◆ Text excerpt:
—————

Opinion
No. 4D15–4572.
01-21-2016
L. Martin Reeder, Jr. and C. Bryce Albu of Reeder & Reeder, P.A., Jupiter, for petitioner. Pamela Jo Bondi, Attorney General, Tallahassee, and Mark J. Hamel, Assistant Attorney General, West Palm Beach, for respondent State of Florida. Carey Haughwout, Public Defender, and Paul Edward Petillo, Assistant Public Defender, West Palm Beach, for respondent Jamal David Smith. Valerie Masters, West Palm Beach, for respondent Frederick Cobia.
L. Martin Reeder, Jr. and C. Bryce Albu of Reeder & Reeder, P.A., Jupiter, for petitioner.
Pamela Jo Bondi, Attorney General, Tallahassee, and Mark J. Hamel, Assistant Attorney General, West Palm Beach, for respondent State of Florida.
Carey Haughwout, Public Defender, and Paul Edward Petillo, Assistant Public Defender, West Palm Beach, for respondent Jamal David Smith.
Valerie Masters, West Palm Beach, for respondent Frederick Cobia.
Opinion
WARNER, J.

—————

◆ Set of tasks:
(1) In the court opinion, who appeared for respondent Frederick Cobia?
(2) Continue the court opinion from its final line, writing the body of the opinion that follows the judge's name.

◆ Supplied data:
—————

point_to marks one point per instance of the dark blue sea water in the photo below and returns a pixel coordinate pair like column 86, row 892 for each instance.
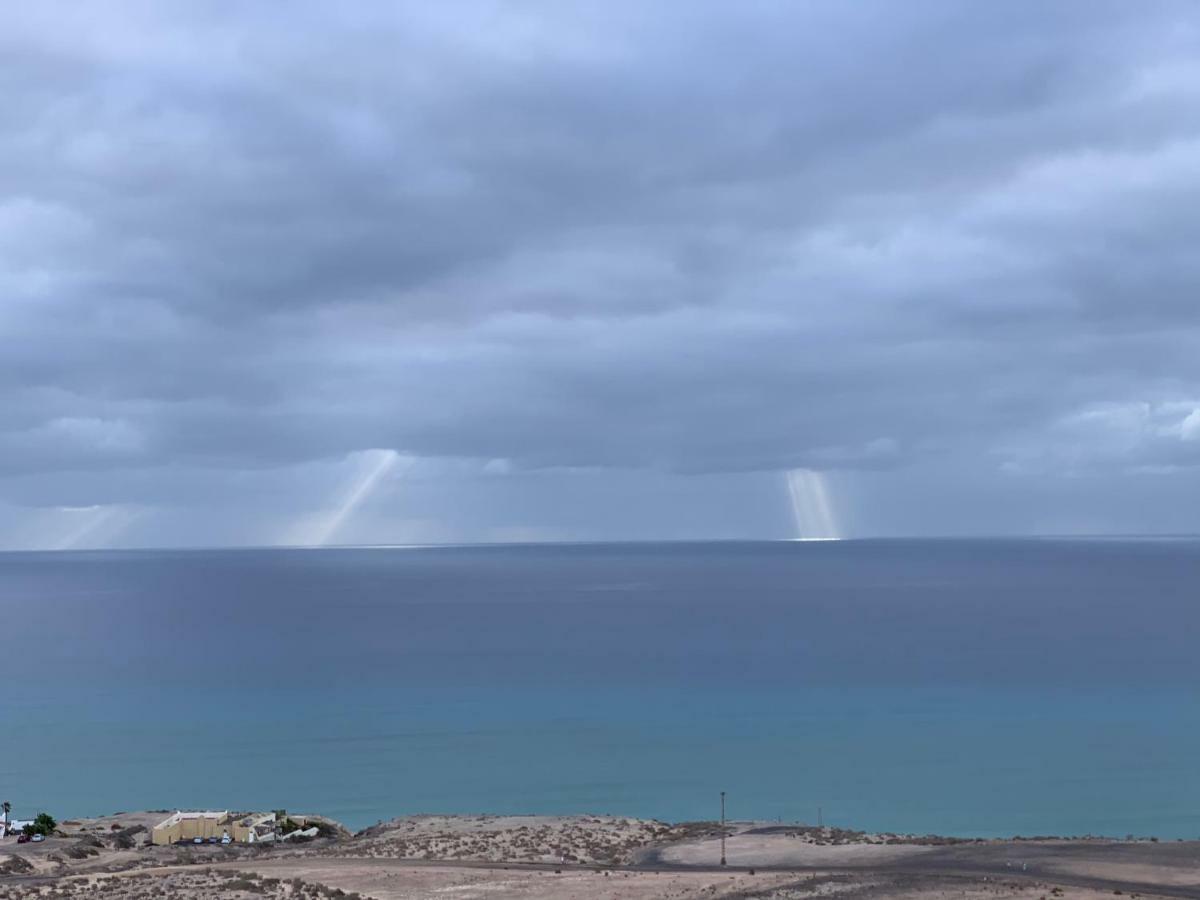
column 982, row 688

—————

◆ Outputs in order:
(1) Valerie Masters of West Palm Beach.

(2)
Palm Beach Newspapers, LLC, d/b/a The Palm Beach Post, seeks certiorari review of an order prohibiting it from publishing transcripts of a jail inmate's recorded telephone conversations. We find that the Post's publication of the transcripts is protected by the First Amendment. We further conclude that the trial court failed to comply with Florida Rule of Judicial Administration 2.420 in sealing court documents. We therefore grant the petition on both issues.
In the case below, Jamal Smith is charged with first degree murder and robbery with a firearm. The State has identified Frederick Cobia, a fellow jail inmate, as a prosecution witness. According to Smith, Cobia presents himself in the jail as a paralegal but has also been working as a “snitch” for the past six years. He actively gathers information on other inmates and provides it to the State. Cobia has formally agreed to testify against seven inmates, including Smith, as part of a plea deal in his own murder case, but he claims to have information on a total of sixty inmates. Smith alleges that Cobia is receiving special treatment in exchange for information and testimony, including preferential housing in the jail, separate transportation to hearings, private conferences with judges, the ability to call detectives' cell phones at any time free of charge, and the privilege of leaving the jail with detectives.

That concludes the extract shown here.